** TASK INSTRUCTIONS **
Carry the email thread below about the word "blimp" forward from its last line.

[Ads-l] "blimp" antedating

Dan Goncharoff thegonch at GMAIL.COM
Sun Jun 9 01:33:04 UTC 2019


I have seen the Macy's Thanksgiving Day Parade balloons called blimps, so
the tethered balloon definition makes sense to me.

On Sat, Jun 8, 2019, 6:34 PM Barretts Mail <mail.barretts at gmail.com> wrote:

> The OED has:
>
> 1. A small non-rigid airship. Also: a large tethered balloon, as a barrage
> balloon.
> 2a. colloquial and depreciative (orig. and chiefly North American). An
> excessively fat person.
>
> BB
>
> > On 8 Jun 2019, at 15:31, Jonathan Lighter <wuxxmupp2000 at GMAIL.COM>
> wrote:
> >
> > This gives me the chance to observe that the celebrated British balloon
> > that depicts Donald Trump as a squalling infant is generally described on
> > cable news as "the Trump baby blimp."
> >
> > Despite its tubbiness, it is not a "blimp" at all.  It is a "captive
> > balloon" or "aerostat."
> >
> > JL
> >
> > On Fri, Jun 7, 2019 at 11:32 AM Ben Zimmer <bgzimmer at gmail.com> wrote:
> >
> >> My latest Wall Street Journal column is on the history of the word
> "blimp."

** COLLECTED DATA **

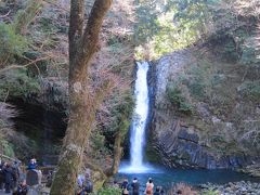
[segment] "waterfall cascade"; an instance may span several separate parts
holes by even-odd
[[[138,62],[136,80],[134,88],[135,107],[131,125],[130,166],[119,170],[120,172],[145,172],[148,167],[143,164],[143,151],[145,144],[145,127],[148,116],[148,84],[147,62]]]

** WRITTEN RESPONSE **
> >>
> >>
> >>
> https://www.wsj.com/articles/blimp-a-world-war-i-term-thats-taken-on-a-weighted-meaning-11559918882
> >>
> >> The OED and various other references give as their earliest citation of
> >> "blimp" a letter written by Royal Naval Air Service pilot Harold Rosher
> >> dated Feb. 11, 1916, collected posthumously in "With the Flying
> Squadron"
> >> (also titled "In the Royal Naval Air Service"). By searching on the
> British
> >> Newspaper Archive I was able to make a small but important antedating.
> >>
> >> "This Morning's Gossip," Daily Mirror, Jan. 25, 1916, p. 12, col. 2
> >> I was amused to hear what the Air Service call the lighter-than-air
> >> machines, i.e., the airships and balloons. They call them "blimps,"
> >> "submarine searchers" and "babies." But why "blimps," I wonder.
> >>
> >>
> https://www.britishnewspaperarchive.co.uk/viewer/bl/0000560/19160125/100/0012
> >>
> >> Even pushing back the earliest print date a few weeks is significant,
> since
> >> the most widely accepted origin story for "blimp" is that it was coined
> on
> >> Dec. 5, 1915 (by Lt. A.D. Cunningham, commanding officer at the
> >> Capel-le-Ferne air base, where Rosher encountered the term).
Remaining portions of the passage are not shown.